====== Excerpted passage

February 16, 2016
Howard Altman | The Tampa Tribune
TAMPA — A special local court for offenders who are military veterans has proven so successful the Department of Justice selected it for a pilot program to help improve veterans’ courts nationwide.
There are now more than 200 veterans courts around the nation, with hundreds more planned.
The Hillsborough County Veteran Treatment Court just began its second year working with veterans accused of felonies and is one of two chosen for the Justice Department’s 21-month initiative. Yellowstone County, Montana, has the other program selected.
The Hillsborough court offers an alternative to incarceration through services provided by the Department of Veterans Affairs, as well as a therapist specializing in post-traumatic stress issues and a team of military veterans serving as mentors. Qualified veterans must adhere to a strict regimen of treatment and participation.
The new pilot program is a partnership between the Justice Department’s National Institute of Corrections and the nonprofit Center for Court Innovation. They have created tools that address the unique needs of offenders who are veterans, many of whom suffer from post traumatic stress disorder, traumatic brain injury, depression, drug and alcohol dependence.
“This project develops the first set of screening tools that acknowledges the complexities of war trauma and other unique needs of justice-involved veterans,” said Gregory Crawford, a spokesman for the U.S. Bureau of Prisons.
The Center for Court Innovation received $400,000 through a bidding process for the first year of operation.
The two courts selected for the pilot program were chosen because they are established programs, show commitment from all members of the court team, and have the resources and offenders to make the initiative work, Crawford said.
One measure of success will be how often veterans end up back in the legal system.

============
====== Provided data

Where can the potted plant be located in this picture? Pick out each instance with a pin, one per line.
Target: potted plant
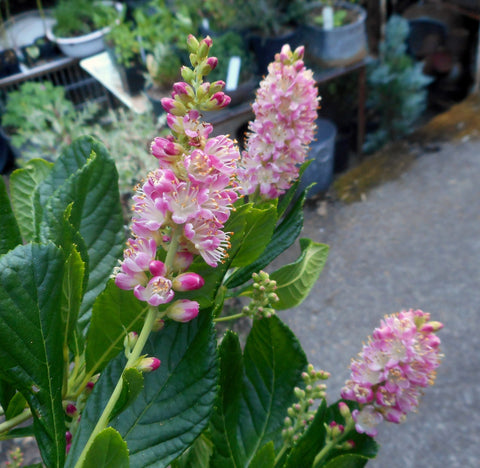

============

_Prompt A_
Answer these questions from the article on the veterans court:
(i) Which other program was chosen alongside Hillsborough's for the pilot initiative?
(ii) How much money did the Center for Court Innovation receive for the first year of operation?
(iii) What position does Gregory Crawford hold?
_Prompt B_
Summarize the article on the veterans court in two sentences.
_Prompt C_
Write the next part of the article on the veterans court, picking up after its final sentence.
The listing above comes from a source unrelated to the article on the veterans court.

_Exercise response A_
(i) The program in Yellowstone County, Montana.
(ii) $400,000.
(iii) He is a spokesman for the U.S. Bureau of Prisons.

_Exercise response B_
The Hillsborough County Veteran Treatment Court, which offers veterans accused of felonies an alternative to incarceration through VA services, a post-traumatic stress therapist and veteran mentors, is one of two courts selected for a 21-month Justice Department pilot program. The pilot, a partnership between the National Institute of Corrections and the Center for Court Innovation, has created screening tools for the unique needs of veterans who are offenders, and one measure of its success will be how often veterans return to the legal system.

_Exercise response C_
“Ultimately, what we are hoping to learn from this project is that the tools and protocol we have developed will improve outcomes for justice-involved veterans, improve public safety, strengthen communities, and save taxpayer dollars,” he said.
To date, none of the local veterans who committed felonies have had to re-enter the court system, said Judge Gregory P. Holder, a retired Air Force colonel who now runs the Hillsborough County Veterans Treatment Court.
“Our court has been recognized for innovation and obviously excellence with respect to the veteran treatment court model,” Holder said. The model was developed in Buffalo, New York.
Officials with the court and the initiative are examining the best way to introduce the new tools, which include two assessments to determine how to integrate a veteran into the system, said Kristen Slowiczek, who administers the program for the court.
The Hillsborough County Veterans Treatment Court was launched in October 2013 by county Circuit Judge Richard Weis, an Army Reserve lieutenant colonel. Weis said he wanted to do something about the steady stream of misdemeanor charges filed against veterans suffering from service-related problems.
The program was expanded in February 2015, to include veterans accused of felonies. The underlying issues are the same, Holder said, and the approach is comprehensive, with the court, prosecutors, the public defender, the Veterans Administration and the county all taking part.